* **Task statement**
Collect every line of the entries below that contains the word "windshield", treating uppercase and lowercase letters as different.

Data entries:
===============
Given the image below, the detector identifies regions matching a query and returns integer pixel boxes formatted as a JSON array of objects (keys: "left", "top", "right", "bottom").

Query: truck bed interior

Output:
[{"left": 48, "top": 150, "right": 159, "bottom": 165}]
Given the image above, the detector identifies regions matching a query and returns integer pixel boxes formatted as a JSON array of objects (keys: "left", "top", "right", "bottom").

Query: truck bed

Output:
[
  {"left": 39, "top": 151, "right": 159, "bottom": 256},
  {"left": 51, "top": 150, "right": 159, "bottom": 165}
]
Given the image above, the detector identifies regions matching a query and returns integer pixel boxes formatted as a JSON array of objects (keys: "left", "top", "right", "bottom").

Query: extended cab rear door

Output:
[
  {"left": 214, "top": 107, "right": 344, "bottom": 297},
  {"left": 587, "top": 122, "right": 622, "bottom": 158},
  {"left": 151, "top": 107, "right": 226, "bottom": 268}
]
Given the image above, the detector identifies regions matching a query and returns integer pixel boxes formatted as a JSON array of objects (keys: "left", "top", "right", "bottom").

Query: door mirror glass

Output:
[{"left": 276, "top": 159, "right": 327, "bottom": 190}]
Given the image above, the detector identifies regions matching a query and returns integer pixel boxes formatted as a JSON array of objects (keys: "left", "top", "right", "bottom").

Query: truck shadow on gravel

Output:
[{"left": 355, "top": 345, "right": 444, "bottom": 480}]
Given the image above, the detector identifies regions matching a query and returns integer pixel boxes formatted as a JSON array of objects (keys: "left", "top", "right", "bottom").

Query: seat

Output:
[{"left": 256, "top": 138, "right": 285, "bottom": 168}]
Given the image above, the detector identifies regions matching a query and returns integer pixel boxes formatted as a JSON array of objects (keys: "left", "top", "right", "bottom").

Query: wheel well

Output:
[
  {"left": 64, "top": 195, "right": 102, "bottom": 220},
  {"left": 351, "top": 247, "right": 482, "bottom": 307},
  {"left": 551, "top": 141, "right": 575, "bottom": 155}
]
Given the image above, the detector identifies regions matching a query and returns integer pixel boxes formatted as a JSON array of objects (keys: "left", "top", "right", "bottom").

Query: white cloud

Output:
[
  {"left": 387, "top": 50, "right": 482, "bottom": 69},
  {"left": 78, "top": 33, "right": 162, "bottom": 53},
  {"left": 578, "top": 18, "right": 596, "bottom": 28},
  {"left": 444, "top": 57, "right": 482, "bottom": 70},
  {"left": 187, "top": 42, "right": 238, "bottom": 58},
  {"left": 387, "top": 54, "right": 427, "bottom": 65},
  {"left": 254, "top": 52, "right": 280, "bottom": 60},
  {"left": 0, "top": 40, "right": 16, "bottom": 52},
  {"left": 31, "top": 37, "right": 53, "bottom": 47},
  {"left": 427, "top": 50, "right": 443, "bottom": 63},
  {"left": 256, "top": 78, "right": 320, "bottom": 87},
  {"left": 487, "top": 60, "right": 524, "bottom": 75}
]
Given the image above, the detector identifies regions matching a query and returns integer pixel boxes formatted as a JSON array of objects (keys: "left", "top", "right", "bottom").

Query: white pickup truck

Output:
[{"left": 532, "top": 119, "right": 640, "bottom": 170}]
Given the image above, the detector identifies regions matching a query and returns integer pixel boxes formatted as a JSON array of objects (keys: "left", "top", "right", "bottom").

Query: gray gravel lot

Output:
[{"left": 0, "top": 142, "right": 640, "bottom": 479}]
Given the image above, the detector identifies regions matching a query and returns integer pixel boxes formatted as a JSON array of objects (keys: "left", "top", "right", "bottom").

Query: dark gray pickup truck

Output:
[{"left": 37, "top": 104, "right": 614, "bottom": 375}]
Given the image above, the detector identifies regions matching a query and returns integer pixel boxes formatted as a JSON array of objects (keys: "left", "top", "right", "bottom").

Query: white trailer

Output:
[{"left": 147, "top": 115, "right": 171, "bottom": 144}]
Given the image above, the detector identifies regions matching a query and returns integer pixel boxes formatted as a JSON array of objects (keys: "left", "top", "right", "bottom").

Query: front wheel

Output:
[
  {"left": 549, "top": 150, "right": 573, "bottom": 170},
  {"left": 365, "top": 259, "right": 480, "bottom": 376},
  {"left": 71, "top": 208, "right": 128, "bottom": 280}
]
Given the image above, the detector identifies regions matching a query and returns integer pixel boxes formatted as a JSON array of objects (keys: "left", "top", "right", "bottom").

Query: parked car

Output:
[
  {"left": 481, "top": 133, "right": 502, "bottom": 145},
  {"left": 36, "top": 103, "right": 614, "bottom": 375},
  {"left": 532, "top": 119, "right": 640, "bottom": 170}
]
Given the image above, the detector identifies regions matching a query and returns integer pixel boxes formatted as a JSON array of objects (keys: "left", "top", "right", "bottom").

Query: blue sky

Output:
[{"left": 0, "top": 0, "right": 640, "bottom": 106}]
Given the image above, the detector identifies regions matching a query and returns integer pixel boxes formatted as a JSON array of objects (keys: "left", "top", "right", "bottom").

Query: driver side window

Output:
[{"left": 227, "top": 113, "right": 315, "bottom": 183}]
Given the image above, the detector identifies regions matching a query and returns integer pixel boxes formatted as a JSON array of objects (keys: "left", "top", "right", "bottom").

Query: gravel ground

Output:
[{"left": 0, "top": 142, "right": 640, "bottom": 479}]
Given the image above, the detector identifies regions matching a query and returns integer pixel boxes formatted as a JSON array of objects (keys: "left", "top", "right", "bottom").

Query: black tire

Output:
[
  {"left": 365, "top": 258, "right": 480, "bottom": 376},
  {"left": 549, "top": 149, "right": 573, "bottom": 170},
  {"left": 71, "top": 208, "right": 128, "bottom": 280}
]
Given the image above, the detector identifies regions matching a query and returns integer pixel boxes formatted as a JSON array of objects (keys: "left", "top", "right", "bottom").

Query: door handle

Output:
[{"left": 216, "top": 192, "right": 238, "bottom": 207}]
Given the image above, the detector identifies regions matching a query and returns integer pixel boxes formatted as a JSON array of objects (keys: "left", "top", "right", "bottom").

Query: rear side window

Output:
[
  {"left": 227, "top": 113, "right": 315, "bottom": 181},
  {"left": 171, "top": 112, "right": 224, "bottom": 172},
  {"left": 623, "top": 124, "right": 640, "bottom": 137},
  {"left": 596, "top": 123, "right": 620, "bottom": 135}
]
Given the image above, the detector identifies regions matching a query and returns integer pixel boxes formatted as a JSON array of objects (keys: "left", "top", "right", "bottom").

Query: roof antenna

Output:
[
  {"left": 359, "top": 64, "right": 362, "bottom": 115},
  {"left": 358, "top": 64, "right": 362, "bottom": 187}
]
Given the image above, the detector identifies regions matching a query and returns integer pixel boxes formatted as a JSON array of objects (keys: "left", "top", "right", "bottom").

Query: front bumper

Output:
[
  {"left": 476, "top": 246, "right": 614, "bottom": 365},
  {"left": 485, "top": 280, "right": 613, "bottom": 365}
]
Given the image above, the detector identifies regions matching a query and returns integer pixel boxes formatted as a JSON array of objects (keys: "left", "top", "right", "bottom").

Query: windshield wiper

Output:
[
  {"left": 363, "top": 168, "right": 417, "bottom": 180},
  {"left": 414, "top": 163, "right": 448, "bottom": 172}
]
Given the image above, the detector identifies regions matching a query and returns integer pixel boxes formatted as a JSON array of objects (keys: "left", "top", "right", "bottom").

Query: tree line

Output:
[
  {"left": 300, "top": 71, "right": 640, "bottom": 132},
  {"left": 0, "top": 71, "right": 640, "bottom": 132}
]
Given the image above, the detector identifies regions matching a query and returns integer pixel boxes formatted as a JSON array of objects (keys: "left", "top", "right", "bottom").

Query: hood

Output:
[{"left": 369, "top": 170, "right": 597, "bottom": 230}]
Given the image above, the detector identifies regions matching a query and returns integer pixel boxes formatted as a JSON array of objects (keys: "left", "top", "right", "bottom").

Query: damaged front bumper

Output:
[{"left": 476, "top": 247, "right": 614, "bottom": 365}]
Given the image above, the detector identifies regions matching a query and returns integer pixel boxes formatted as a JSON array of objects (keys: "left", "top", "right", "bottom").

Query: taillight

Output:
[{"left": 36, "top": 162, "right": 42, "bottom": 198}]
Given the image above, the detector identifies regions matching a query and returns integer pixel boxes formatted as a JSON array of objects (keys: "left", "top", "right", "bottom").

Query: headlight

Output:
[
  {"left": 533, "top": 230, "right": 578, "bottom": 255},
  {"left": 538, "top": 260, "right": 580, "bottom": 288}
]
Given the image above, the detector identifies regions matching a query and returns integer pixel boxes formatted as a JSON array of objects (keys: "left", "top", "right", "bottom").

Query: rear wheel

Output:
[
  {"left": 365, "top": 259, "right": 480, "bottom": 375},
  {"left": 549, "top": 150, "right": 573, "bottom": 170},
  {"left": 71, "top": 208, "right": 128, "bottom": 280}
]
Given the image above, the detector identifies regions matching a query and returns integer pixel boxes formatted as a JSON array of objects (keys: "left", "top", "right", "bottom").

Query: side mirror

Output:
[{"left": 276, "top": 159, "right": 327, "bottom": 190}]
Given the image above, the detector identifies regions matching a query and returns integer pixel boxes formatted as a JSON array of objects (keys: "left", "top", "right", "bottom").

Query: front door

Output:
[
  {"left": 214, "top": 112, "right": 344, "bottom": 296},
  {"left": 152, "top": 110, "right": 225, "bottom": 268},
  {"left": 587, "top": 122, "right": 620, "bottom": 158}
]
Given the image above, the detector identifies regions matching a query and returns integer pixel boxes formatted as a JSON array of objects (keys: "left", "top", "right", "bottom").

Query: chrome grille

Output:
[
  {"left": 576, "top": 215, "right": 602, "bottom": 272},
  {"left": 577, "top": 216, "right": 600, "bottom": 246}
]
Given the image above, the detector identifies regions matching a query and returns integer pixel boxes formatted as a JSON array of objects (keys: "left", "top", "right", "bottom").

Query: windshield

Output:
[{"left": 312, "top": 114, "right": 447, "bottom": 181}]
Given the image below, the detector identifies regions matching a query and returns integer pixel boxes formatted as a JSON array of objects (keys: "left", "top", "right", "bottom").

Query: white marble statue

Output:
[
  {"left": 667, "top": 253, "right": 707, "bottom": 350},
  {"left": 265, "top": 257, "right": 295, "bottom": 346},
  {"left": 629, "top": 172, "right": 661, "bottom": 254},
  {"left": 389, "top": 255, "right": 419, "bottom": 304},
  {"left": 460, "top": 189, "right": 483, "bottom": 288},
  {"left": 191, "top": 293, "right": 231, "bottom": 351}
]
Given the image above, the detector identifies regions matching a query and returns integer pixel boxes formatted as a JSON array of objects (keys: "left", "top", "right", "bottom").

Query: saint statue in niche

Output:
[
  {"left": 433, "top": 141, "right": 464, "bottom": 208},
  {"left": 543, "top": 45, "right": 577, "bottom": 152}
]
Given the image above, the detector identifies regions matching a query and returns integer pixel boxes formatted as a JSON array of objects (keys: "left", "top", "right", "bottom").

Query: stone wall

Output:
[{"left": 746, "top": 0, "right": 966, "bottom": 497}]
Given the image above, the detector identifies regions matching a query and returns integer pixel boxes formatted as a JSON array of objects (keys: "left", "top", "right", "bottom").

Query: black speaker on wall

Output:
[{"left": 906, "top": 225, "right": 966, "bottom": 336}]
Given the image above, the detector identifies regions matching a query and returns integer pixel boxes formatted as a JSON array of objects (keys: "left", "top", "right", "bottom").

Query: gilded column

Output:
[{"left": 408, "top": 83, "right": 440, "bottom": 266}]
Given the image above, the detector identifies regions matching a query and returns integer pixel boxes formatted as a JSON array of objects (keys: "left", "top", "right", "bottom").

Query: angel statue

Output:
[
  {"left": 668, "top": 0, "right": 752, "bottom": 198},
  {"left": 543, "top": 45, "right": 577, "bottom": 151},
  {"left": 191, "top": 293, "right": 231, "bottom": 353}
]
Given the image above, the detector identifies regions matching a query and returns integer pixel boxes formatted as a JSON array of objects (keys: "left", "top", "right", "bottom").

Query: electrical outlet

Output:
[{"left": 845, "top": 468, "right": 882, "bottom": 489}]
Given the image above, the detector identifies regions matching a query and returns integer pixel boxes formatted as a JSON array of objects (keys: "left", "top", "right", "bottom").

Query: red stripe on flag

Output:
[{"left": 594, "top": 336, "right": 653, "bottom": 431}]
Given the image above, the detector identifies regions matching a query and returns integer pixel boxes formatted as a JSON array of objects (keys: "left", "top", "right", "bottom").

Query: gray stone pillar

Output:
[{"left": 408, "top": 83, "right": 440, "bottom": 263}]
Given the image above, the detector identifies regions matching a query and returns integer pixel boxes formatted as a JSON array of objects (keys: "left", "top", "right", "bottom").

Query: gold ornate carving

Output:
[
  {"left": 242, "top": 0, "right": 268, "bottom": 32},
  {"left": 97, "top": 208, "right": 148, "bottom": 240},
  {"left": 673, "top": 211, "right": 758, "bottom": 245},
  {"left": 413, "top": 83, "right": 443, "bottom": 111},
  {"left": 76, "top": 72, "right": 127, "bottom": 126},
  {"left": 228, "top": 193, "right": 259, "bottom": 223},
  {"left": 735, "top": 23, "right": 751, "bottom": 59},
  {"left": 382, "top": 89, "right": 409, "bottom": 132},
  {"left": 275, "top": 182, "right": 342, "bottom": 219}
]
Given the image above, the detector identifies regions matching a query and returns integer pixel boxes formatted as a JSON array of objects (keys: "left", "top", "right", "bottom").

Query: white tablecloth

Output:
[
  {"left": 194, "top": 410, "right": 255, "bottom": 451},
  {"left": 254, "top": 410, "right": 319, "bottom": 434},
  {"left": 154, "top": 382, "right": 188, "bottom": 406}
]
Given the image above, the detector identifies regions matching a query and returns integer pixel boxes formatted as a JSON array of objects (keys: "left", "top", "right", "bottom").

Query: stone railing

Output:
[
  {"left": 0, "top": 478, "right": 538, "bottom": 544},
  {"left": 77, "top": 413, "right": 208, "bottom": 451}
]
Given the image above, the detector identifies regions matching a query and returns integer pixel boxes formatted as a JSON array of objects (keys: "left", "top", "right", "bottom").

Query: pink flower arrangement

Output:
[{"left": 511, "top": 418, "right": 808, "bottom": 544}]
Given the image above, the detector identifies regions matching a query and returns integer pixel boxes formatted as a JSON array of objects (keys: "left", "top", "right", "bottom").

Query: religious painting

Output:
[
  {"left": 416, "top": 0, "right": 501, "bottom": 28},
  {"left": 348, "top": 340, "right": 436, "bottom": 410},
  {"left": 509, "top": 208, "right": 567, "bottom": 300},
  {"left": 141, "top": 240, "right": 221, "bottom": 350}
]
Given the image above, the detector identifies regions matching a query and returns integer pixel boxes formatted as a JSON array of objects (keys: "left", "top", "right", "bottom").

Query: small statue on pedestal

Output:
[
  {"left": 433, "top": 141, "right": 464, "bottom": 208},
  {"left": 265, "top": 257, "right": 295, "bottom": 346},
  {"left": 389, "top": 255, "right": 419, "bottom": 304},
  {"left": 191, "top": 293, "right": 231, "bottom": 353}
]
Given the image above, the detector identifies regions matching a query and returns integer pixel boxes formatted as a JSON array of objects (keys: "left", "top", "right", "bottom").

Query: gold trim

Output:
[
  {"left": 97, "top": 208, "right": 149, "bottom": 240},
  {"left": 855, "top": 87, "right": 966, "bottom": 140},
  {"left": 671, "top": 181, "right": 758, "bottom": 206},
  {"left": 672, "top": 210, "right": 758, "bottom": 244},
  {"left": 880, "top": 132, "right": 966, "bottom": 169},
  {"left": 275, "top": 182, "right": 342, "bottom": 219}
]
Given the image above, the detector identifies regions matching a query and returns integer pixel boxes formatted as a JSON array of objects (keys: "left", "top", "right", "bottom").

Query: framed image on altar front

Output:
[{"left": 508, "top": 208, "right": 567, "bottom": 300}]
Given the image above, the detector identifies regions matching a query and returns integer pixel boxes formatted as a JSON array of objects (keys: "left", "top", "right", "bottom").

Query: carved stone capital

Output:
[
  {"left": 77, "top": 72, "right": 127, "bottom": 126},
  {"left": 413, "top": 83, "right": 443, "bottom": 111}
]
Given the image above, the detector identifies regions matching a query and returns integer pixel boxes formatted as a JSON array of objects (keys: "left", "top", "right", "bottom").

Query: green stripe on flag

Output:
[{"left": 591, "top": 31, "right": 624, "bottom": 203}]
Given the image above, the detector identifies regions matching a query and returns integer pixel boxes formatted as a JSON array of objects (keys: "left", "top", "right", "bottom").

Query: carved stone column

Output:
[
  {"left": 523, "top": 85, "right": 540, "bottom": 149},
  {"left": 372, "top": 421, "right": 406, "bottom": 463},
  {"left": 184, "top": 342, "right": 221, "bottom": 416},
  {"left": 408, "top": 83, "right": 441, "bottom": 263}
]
===============
* **The answer**
Query: windshield wiper
Query: windshield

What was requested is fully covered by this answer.